A boost to the U.S dollar
Surprised? True, when Trump calls China a “currency manipulator” and threatens to impose tariffs up to 45% on imports from China, it sounds like he’d like the dollar to weaken versus the Yuan. But actually, most of his plans are likely to lift the dollar against it and most of the world’s other currencies. It seems inevitable if the U.S. economy booms. Witness what occurred to the dollar when the economy picked up in 1985 and the dollar had its historic rally. Suddenly, foreigners were rushing to purchase U.S. stocks, bonds and real estate. The simple fact here is that U.S. markets still look better and more stable than those of other countries.
Stabilizing interest rates
Trump doesn’t control these. But Janet Yellen, chairwoman of the Federal Reserve, will not likely make the mistakes her predecessors made in the late 1930’s. Back then the Fed mishandled exiting its Depression Era “0% interest rate” policy, which triggered the “Roosevelt Recession” of 1937-1938. Yellen isn’t under anything like the pressure of the 1930s or even the early 1980s. Inflation pressures are relatively low, and economic growth looks sustainable. She can commence the process of raising the federal funds rate to something that looks normalized at a pace that is so glacial that it won’t unsettle an accelerating economy.
A Congress eager to please
Reagan benefitted from a Congress that, despite being controlled by Democrats, was eager to turn the economy away from the stagnation of the 1970s. Now, with members of Trump’s own party in control of Congress, he should have an even easier time enacting his pro-business agenda—at least until the mid-term elections next year.
Dry powder for a bull run
Since 2008, many investors fearful of sharp interest-rate increases have kept large amounts of cash in money market accounts and CDs. According to the Federal Reserve, U.S. investors have some $10.8 trillion sitting in cash, CDs and money-market accounts. As the economy expands over the next few years, much of this money could be invested into U.S. stocks (reduced to some degree, perhaps, by the oldest baby boomers finally forced to take required minimum distributions from their IRA and 401k accounts). There could also be an investment shift from low yielding municipal and treasury bonds into U.S. equities.

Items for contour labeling

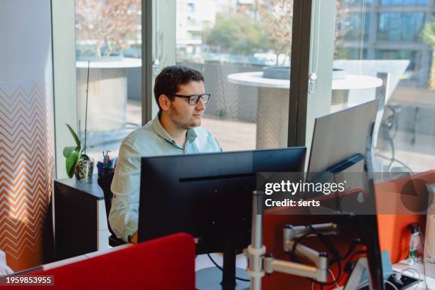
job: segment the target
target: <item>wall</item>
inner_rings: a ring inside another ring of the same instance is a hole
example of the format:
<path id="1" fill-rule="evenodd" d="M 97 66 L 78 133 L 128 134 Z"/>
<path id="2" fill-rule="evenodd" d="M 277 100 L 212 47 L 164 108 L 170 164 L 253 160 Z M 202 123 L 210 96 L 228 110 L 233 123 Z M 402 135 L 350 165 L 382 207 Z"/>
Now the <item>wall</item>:
<path id="1" fill-rule="evenodd" d="M 48 0 L 0 1 L 0 249 L 14 270 L 41 264 L 54 173 Z"/>

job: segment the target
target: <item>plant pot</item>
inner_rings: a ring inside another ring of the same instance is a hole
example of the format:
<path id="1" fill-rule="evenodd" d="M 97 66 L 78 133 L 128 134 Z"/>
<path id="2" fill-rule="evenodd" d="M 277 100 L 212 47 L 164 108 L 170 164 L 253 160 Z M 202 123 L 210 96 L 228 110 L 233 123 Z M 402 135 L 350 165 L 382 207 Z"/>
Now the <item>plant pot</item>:
<path id="1" fill-rule="evenodd" d="M 75 181 L 77 182 L 92 182 L 94 171 L 94 159 L 87 155 L 82 155 L 75 166 Z"/>

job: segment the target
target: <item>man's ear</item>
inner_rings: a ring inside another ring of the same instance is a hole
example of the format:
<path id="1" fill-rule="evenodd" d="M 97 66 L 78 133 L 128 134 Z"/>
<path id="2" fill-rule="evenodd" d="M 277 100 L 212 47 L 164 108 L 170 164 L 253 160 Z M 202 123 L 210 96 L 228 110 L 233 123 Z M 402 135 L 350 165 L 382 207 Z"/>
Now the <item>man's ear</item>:
<path id="1" fill-rule="evenodd" d="M 159 97 L 159 104 L 162 110 L 167 111 L 171 106 L 171 100 L 166 95 L 161 94 Z"/>

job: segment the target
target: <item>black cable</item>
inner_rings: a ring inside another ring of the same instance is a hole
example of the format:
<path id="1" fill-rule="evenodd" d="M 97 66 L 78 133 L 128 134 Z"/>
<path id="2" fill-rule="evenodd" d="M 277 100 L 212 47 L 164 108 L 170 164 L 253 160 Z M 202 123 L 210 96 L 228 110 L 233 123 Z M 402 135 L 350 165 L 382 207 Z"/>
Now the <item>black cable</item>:
<path id="1" fill-rule="evenodd" d="M 328 266 L 332 266 L 333 264 L 337 263 L 337 266 L 338 267 L 338 275 L 337 275 L 337 278 L 335 279 L 334 279 L 333 281 L 331 282 L 318 282 L 313 279 L 310 279 L 308 278 L 308 280 L 310 280 L 311 282 L 319 284 L 321 286 L 331 286 L 331 285 L 333 285 L 335 284 L 336 284 L 339 279 L 340 277 L 341 276 L 341 274 L 342 274 L 342 271 L 341 271 L 341 257 L 340 255 L 340 253 L 338 252 L 338 251 L 337 251 L 337 249 L 335 249 L 335 247 L 333 246 L 333 245 L 331 242 L 331 241 L 329 240 L 329 239 L 328 239 L 325 235 L 318 232 L 318 231 L 316 231 L 311 225 L 306 225 L 306 227 L 309 227 L 311 231 L 308 232 L 305 234 L 304 234 L 302 236 L 301 236 L 300 237 L 295 239 L 295 241 L 293 244 L 293 247 L 291 249 L 291 252 L 290 252 L 290 257 L 291 259 L 296 262 L 299 262 L 299 260 L 296 258 L 296 255 L 295 255 L 295 250 L 296 250 L 296 247 L 297 246 L 297 245 L 299 243 L 300 243 L 301 242 L 301 240 L 303 239 L 304 239 L 305 237 L 308 237 L 310 235 L 316 235 L 319 240 L 321 240 L 321 242 L 322 242 L 323 243 L 323 245 L 328 248 L 328 249 L 332 253 L 332 258 L 328 261 Z"/>
<path id="2" fill-rule="evenodd" d="M 224 269 L 218 264 L 218 263 L 216 263 L 216 262 L 215 262 L 215 260 L 213 259 L 213 258 L 211 257 L 211 256 L 210 255 L 209 253 L 207 253 L 207 256 L 208 256 L 208 259 L 210 259 L 211 260 L 211 262 L 215 264 L 215 266 L 216 266 L 216 267 L 218 269 L 219 269 L 220 271 L 222 271 L 222 273 L 227 274 L 227 275 L 230 275 L 232 277 L 235 277 L 237 280 L 240 280 L 240 281 L 245 281 L 245 282 L 250 282 L 251 280 L 249 279 L 243 279 L 243 278 L 240 278 L 240 277 L 237 277 L 236 275 L 233 275 L 232 274 L 230 274 L 227 273 L 226 272 L 224 271 Z"/>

Task 1
According to the economic commentary, how much money do U.S. investors have sitting in cash, CDs and money-market accounts?
Task 2
Reproduce the economic commentary from "A Congress eager" up to and including "elections next year.".
The rows have no role in this work.

Complete output 1
Some $10.8 trillion, according to the Federal Reserve.

Complete output 2
A Congress eager to please
Reagan benefitted from a Congress that, despite being controlled by Democrats, was eager to turn the economy away from the stagnation of the 1970s. Now, with members of Trump’s own party in control of Congress, he should have an even easier time enacting his pro-business agenda—at least until the mid-term elections next year.